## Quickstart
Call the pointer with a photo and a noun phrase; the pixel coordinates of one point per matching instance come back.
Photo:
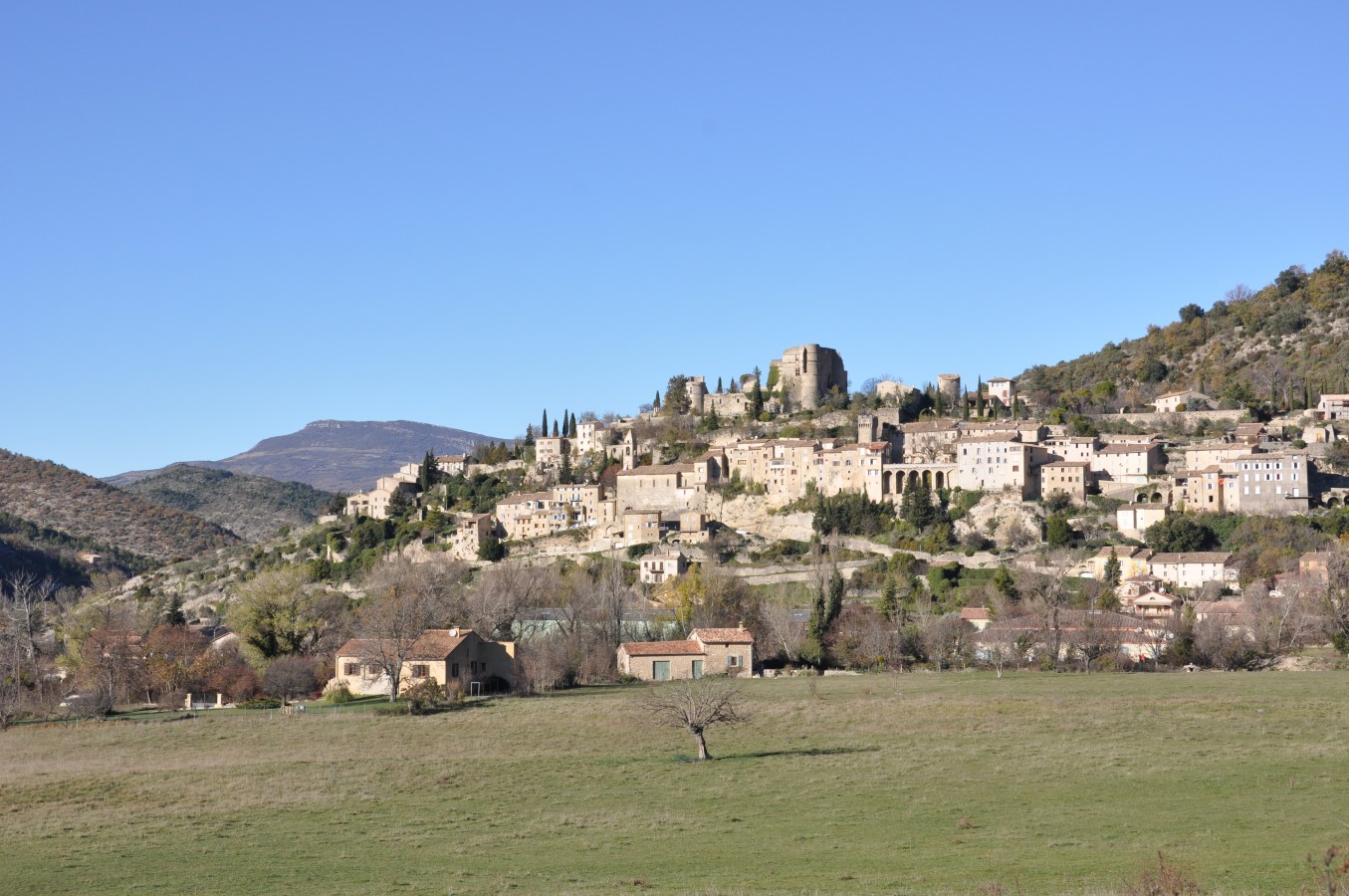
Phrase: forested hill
(1268, 349)
(60, 498)
(253, 508)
- - - - -
• _Directive_
Could you give the lines above again word for word, leaving the picture out of your answer?

• _Full solution_
## Quickstart
Call the pointer with a photo and a noun phrase; the pixel coordinates of one point per matching instance come back.
Photo:
Phrase: forested hill
(1268, 349)
(60, 498)
(253, 508)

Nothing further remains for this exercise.